EXERCISE DIRECTIONS
The required answer is every line of the data containing the word "towel".

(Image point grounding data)
------------------------------------

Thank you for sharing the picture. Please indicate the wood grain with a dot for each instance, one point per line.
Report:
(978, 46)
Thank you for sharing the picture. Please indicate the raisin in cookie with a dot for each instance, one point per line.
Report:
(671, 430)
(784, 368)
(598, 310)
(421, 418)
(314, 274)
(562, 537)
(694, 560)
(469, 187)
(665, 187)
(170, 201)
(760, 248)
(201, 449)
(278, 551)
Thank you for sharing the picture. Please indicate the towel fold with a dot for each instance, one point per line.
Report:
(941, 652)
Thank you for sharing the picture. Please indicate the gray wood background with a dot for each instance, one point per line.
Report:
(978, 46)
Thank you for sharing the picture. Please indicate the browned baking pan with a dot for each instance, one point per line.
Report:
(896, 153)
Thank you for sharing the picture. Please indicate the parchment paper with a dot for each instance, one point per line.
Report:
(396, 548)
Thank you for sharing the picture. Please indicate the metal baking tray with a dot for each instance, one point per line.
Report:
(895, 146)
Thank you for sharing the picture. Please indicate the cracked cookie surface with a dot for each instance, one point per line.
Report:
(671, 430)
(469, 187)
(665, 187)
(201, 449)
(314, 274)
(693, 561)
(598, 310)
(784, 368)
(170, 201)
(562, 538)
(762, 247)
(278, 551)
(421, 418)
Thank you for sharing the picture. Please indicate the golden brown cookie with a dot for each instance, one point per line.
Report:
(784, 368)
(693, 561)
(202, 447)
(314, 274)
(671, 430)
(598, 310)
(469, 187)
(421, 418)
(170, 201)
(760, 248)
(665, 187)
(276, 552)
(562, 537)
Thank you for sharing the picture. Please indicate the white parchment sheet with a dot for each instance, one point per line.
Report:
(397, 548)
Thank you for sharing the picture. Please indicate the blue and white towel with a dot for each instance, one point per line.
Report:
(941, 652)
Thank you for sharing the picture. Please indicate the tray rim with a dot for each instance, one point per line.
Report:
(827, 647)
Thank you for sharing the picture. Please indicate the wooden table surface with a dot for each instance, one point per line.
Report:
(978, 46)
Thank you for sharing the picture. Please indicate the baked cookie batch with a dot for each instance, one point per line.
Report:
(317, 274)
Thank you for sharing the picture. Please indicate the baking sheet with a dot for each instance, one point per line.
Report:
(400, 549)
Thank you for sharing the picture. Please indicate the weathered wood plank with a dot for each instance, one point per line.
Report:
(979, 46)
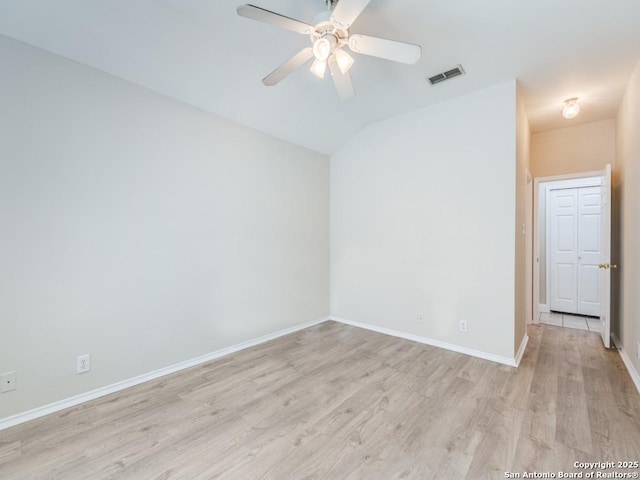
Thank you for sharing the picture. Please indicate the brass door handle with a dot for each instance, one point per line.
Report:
(607, 265)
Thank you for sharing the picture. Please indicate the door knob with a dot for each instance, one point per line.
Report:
(607, 265)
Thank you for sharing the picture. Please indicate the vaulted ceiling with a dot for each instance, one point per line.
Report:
(202, 53)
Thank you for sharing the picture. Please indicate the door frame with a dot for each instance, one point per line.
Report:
(541, 187)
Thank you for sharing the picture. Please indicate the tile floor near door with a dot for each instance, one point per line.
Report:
(579, 322)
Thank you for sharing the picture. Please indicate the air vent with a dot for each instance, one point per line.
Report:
(441, 77)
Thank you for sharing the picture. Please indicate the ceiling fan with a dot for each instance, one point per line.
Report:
(329, 34)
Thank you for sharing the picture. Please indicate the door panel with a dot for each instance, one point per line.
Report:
(563, 248)
(589, 212)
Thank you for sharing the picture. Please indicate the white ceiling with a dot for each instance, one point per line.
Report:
(201, 52)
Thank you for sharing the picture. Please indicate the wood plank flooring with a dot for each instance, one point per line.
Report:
(338, 402)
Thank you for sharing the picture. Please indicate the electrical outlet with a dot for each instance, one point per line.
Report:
(8, 381)
(463, 325)
(83, 363)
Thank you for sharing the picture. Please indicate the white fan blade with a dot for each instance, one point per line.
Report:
(272, 18)
(289, 66)
(347, 11)
(342, 81)
(387, 49)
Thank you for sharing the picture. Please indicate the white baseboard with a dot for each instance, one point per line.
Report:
(434, 343)
(521, 350)
(630, 367)
(116, 387)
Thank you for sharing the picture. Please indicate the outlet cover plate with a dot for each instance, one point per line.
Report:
(83, 363)
(8, 381)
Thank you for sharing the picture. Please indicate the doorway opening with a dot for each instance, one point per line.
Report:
(567, 283)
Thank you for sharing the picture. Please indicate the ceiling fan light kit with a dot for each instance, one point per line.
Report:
(571, 108)
(329, 36)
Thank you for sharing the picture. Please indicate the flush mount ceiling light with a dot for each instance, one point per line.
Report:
(571, 108)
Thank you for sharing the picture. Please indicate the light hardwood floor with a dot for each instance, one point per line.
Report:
(338, 402)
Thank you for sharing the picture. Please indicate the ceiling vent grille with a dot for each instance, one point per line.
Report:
(451, 73)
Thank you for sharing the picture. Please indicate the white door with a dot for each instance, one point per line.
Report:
(605, 259)
(589, 251)
(563, 249)
(575, 250)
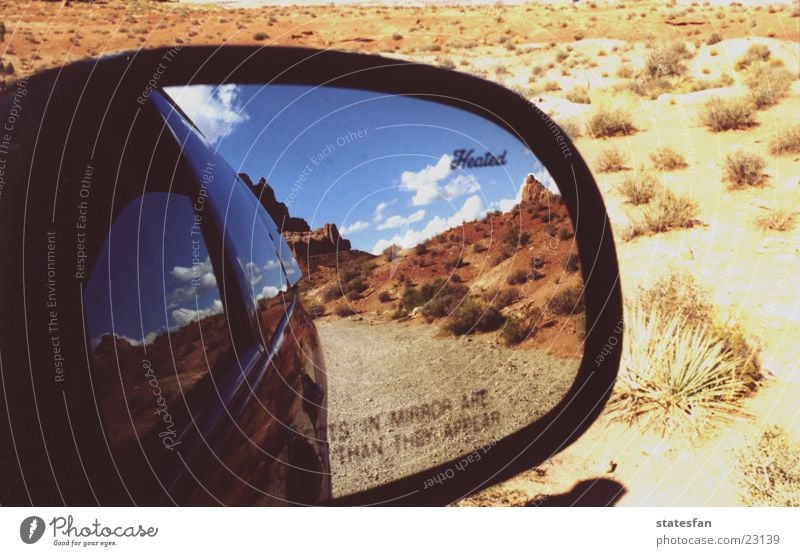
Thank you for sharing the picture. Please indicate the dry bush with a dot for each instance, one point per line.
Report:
(572, 128)
(743, 169)
(771, 470)
(611, 160)
(725, 114)
(666, 160)
(667, 61)
(474, 316)
(675, 377)
(787, 141)
(756, 53)
(520, 327)
(669, 211)
(571, 262)
(778, 220)
(344, 309)
(579, 95)
(502, 298)
(677, 293)
(610, 122)
(384, 297)
(518, 276)
(567, 300)
(768, 84)
(639, 188)
(331, 292)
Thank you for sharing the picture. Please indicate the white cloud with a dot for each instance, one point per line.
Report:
(215, 110)
(380, 211)
(183, 316)
(187, 273)
(472, 209)
(458, 186)
(357, 226)
(399, 221)
(427, 184)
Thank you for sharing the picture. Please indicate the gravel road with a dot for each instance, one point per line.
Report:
(402, 397)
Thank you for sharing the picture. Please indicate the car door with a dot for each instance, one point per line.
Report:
(208, 373)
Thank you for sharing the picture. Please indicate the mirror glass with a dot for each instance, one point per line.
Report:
(437, 258)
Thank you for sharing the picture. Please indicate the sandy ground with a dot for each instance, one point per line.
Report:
(402, 399)
(751, 274)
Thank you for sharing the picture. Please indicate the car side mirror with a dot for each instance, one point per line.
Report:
(405, 291)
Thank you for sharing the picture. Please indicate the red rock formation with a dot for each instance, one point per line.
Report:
(533, 191)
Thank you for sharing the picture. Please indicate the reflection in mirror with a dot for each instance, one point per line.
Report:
(438, 261)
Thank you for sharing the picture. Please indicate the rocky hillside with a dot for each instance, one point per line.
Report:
(304, 242)
(515, 274)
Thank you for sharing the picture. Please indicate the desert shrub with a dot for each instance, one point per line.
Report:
(756, 53)
(677, 293)
(572, 128)
(768, 84)
(639, 187)
(571, 262)
(442, 297)
(331, 292)
(518, 276)
(313, 308)
(343, 309)
(355, 287)
(609, 122)
(675, 377)
(474, 316)
(744, 169)
(611, 160)
(778, 220)
(551, 86)
(503, 298)
(669, 211)
(384, 297)
(666, 160)
(667, 61)
(391, 252)
(771, 470)
(786, 141)
(579, 95)
(725, 114)
(567, 300)
(521, 327)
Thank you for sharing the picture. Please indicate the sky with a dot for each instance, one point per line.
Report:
(385, 169)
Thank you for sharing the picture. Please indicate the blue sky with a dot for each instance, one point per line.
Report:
(383, 168)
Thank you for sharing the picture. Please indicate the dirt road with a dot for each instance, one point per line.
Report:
(402, 398)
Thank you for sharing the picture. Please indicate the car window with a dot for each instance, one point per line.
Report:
(155, 318)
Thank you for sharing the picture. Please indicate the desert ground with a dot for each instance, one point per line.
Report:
(662, 68)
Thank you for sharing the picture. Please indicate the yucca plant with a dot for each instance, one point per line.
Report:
(676, 377)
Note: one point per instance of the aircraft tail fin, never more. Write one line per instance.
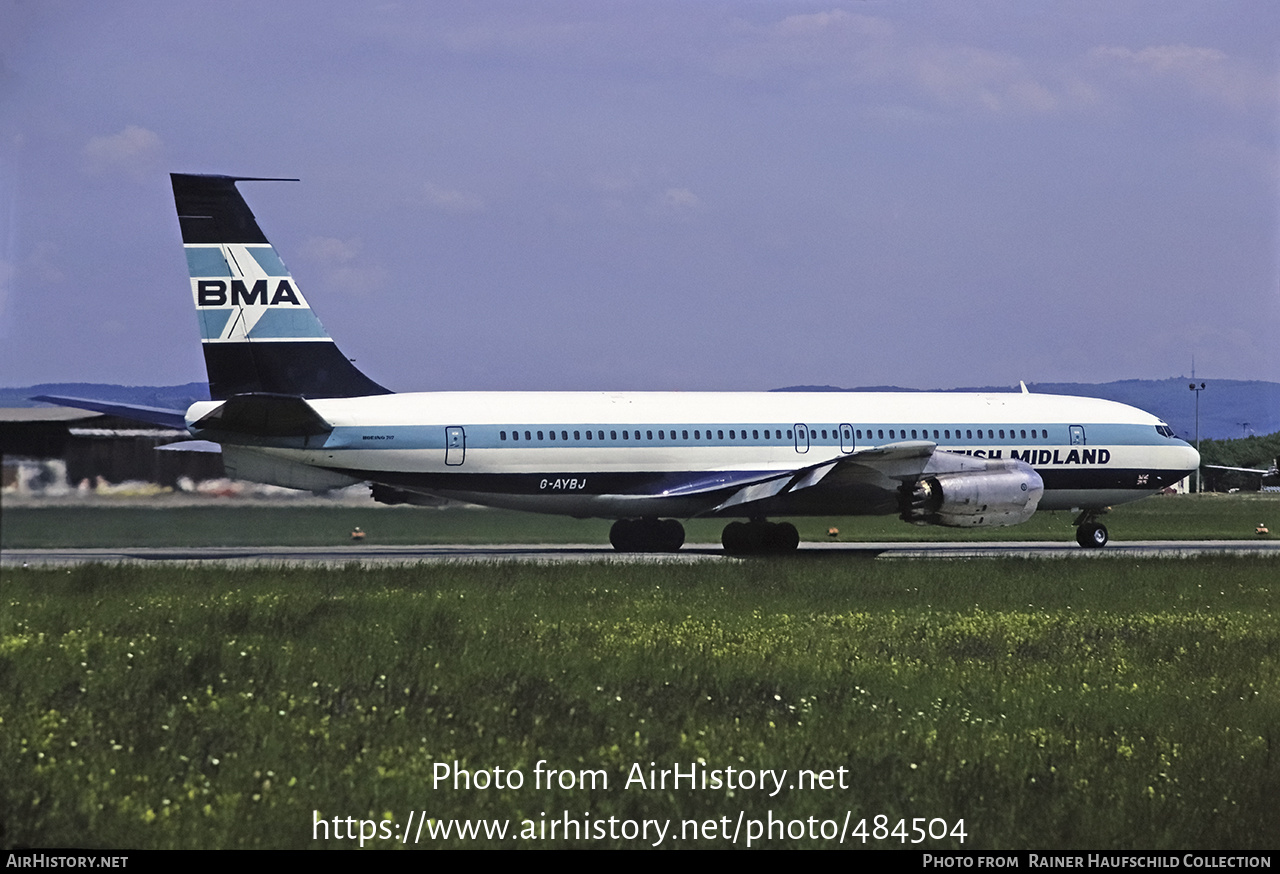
(257, 330)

------------------------------------

EXPECTED ANSWER
Thank you for sharing the picture. Please indicate the towel fold with a dot for each instance, one point per line.
Thank you for sharing the picture. Please indicate the blue and white towel with a dot for each instance, one point per line.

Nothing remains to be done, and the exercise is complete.